Aim of the task: Tally up how many lines in the listing below contain the string "multi", and give only the total.

(The records begins)

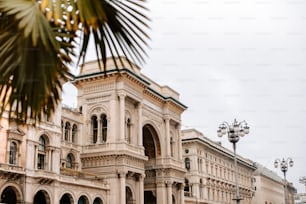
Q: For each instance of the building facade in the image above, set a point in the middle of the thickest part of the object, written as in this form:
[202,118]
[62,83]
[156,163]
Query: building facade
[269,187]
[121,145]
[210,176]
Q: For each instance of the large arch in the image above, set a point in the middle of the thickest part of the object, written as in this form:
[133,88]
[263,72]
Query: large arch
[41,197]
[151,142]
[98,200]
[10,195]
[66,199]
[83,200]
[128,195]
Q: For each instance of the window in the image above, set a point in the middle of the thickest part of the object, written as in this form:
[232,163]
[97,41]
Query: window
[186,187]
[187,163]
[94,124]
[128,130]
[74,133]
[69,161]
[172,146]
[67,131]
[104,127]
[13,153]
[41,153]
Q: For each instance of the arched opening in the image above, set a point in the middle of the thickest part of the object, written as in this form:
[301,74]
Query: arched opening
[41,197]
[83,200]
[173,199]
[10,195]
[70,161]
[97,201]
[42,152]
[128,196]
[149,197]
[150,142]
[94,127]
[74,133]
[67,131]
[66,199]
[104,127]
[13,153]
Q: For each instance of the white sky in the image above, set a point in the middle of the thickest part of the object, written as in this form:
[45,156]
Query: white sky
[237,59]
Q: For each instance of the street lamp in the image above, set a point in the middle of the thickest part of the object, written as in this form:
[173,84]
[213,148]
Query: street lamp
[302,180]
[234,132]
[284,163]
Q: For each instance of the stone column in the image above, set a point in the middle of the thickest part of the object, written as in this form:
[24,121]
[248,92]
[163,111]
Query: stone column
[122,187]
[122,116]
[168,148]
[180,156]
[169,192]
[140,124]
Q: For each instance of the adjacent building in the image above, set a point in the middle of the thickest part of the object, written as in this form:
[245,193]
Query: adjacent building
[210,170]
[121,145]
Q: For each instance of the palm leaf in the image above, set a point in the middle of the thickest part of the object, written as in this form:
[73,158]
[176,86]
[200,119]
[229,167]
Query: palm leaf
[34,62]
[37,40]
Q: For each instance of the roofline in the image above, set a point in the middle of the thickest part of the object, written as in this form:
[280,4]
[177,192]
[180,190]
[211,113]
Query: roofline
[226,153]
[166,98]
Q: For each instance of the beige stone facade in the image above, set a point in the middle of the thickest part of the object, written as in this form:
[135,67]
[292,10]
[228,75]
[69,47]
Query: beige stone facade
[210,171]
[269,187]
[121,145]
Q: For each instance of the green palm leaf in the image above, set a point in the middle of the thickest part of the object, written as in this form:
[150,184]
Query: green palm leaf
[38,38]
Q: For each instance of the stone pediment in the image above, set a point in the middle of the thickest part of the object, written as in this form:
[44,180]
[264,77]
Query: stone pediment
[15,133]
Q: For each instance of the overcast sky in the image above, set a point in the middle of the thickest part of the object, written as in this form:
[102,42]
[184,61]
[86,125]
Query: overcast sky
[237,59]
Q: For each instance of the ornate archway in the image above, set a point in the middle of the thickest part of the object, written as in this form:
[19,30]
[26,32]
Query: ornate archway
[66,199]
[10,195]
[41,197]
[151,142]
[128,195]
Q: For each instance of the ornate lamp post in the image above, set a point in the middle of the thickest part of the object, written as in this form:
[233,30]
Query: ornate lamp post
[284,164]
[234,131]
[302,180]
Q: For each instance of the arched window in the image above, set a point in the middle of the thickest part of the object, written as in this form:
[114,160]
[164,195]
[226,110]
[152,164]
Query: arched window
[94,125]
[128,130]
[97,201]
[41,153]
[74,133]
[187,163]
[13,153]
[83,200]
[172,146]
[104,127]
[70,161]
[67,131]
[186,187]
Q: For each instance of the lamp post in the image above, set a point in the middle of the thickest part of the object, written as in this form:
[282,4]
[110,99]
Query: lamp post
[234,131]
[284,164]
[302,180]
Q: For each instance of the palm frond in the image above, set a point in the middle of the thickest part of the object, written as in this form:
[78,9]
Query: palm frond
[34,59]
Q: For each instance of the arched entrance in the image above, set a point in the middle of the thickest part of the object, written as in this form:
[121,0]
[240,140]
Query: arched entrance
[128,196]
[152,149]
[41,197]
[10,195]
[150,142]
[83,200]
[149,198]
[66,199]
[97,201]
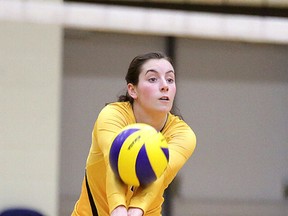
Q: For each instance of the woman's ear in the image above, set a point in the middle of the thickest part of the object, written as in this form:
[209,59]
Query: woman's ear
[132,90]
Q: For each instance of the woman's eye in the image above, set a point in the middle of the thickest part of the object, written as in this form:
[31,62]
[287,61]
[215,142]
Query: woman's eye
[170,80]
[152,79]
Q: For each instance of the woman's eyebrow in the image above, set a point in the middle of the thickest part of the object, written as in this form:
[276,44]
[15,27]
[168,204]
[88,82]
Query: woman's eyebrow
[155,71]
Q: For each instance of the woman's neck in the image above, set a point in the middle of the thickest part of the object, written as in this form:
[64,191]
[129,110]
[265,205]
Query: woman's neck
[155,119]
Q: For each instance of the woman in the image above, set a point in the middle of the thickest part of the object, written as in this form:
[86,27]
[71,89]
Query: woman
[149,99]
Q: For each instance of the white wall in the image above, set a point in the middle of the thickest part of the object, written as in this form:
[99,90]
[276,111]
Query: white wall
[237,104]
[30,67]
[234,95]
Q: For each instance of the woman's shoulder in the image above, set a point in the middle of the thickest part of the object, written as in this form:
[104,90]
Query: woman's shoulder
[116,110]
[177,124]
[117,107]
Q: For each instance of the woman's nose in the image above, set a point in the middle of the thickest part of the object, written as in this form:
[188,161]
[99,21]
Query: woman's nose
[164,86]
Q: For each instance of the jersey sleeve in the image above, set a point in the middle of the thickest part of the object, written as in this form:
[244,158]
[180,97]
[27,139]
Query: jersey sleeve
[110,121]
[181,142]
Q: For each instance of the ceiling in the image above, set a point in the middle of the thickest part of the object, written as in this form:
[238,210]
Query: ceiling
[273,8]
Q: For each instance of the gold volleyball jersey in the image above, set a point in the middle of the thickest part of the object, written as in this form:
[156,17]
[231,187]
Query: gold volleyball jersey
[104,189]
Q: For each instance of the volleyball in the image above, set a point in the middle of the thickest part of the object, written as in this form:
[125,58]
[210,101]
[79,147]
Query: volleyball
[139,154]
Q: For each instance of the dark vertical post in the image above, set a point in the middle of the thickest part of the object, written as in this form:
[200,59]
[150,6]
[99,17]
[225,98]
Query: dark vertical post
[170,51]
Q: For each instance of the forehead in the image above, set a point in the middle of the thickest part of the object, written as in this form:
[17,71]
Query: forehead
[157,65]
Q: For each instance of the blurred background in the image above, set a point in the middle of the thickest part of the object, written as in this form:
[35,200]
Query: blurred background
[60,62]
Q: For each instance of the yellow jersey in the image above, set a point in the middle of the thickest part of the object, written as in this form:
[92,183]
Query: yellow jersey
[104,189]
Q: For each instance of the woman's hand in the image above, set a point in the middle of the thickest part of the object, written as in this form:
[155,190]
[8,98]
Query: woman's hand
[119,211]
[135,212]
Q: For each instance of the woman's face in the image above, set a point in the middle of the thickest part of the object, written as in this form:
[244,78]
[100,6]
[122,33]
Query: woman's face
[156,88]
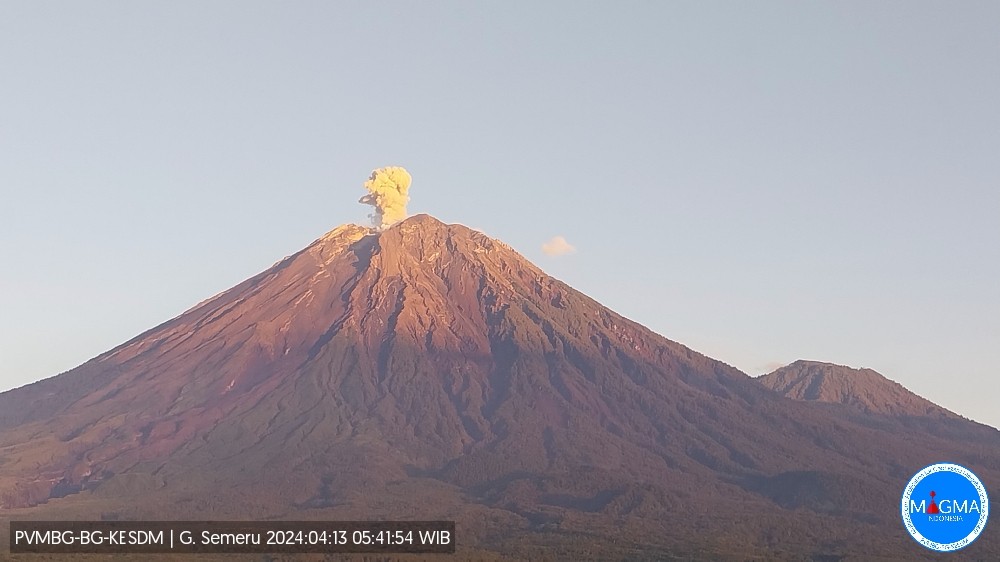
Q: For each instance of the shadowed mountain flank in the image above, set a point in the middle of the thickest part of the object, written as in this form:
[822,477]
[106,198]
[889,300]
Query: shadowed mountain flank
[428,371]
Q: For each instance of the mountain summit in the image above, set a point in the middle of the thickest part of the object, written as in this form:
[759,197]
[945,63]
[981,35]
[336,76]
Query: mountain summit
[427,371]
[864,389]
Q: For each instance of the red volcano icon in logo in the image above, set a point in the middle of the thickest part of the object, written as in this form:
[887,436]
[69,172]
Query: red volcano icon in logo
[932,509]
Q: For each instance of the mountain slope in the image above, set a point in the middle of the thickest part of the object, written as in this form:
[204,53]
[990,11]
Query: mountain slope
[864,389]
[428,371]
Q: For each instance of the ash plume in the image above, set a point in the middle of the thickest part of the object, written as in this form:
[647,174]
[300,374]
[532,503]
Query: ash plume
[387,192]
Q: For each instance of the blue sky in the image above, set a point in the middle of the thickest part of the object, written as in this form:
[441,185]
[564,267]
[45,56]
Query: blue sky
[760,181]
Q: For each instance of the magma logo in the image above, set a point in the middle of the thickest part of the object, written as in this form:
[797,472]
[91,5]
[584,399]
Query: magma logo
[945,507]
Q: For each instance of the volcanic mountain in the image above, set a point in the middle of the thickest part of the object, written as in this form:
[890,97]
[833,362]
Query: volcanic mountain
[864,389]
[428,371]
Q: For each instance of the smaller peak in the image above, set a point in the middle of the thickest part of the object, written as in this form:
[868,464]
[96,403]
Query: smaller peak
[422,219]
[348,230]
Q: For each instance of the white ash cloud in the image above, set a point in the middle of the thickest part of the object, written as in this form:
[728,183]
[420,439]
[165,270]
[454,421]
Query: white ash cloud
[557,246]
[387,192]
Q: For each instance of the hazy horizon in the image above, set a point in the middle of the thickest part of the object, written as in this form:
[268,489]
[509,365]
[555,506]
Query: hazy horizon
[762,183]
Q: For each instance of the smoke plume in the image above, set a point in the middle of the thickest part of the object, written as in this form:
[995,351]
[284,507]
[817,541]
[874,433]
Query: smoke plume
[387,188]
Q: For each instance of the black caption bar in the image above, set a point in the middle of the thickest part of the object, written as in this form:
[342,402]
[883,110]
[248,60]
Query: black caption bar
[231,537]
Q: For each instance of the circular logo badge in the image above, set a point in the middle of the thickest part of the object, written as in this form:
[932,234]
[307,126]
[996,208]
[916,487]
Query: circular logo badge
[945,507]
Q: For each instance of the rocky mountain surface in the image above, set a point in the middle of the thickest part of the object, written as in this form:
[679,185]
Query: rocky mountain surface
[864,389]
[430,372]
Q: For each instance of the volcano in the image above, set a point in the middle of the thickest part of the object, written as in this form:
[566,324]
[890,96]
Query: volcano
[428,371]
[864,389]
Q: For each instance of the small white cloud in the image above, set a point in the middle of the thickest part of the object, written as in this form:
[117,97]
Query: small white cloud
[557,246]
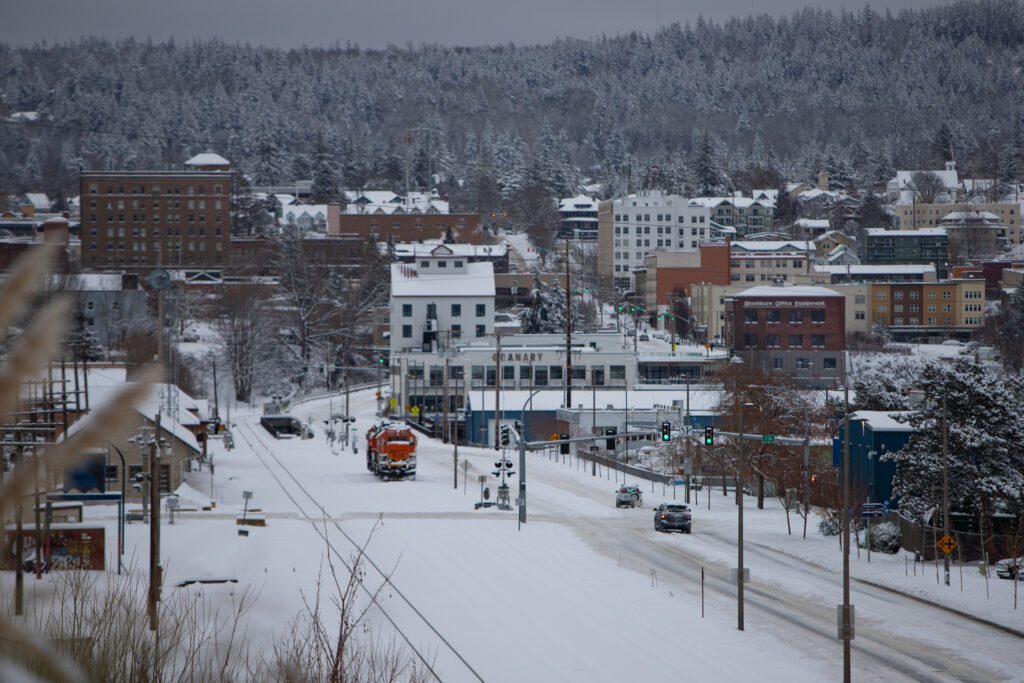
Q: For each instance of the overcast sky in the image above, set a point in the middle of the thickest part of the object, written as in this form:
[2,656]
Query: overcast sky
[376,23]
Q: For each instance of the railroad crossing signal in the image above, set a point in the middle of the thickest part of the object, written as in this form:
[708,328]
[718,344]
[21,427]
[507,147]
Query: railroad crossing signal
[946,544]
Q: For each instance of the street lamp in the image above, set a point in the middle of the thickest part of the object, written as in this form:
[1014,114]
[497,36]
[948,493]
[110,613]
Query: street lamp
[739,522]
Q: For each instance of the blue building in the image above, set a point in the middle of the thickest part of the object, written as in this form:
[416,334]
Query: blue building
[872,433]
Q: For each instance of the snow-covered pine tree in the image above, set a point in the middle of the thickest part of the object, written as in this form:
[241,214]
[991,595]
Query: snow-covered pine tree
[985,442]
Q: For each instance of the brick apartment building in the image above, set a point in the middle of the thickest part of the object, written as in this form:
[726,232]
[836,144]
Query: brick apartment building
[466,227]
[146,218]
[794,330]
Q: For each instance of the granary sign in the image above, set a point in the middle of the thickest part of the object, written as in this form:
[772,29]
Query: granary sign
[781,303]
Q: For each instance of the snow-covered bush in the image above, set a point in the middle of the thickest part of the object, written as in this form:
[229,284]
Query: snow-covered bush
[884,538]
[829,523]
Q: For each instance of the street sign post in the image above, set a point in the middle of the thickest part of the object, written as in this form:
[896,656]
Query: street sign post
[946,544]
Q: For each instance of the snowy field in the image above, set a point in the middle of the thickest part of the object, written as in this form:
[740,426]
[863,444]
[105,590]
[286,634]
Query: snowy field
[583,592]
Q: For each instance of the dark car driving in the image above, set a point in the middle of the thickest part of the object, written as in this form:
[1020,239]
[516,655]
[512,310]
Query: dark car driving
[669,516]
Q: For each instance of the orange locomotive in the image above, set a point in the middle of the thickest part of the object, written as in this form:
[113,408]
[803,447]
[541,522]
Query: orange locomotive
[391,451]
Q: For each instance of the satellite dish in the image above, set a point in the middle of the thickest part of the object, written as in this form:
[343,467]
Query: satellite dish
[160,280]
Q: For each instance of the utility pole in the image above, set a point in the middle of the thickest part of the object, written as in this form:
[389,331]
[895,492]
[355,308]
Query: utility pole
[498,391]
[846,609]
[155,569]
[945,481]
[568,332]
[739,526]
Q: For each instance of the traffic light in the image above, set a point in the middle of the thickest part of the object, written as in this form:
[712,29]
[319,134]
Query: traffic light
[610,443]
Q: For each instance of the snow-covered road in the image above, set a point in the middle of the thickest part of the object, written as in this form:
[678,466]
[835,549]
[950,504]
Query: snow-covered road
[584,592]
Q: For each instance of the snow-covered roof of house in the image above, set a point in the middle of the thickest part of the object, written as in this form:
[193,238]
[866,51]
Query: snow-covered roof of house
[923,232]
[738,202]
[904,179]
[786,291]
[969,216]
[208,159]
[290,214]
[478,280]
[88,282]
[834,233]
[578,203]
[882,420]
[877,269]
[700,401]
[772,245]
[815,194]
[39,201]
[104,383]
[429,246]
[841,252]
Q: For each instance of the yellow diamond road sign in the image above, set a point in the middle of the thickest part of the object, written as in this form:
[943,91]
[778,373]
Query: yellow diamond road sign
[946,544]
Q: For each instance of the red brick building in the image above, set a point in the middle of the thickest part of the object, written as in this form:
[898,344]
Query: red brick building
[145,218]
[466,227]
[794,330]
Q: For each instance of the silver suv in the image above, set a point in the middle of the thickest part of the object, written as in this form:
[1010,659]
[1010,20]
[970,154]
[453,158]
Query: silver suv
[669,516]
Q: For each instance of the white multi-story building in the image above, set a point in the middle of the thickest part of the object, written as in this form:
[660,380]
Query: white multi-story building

(The records ends)

Response to the exercise: 2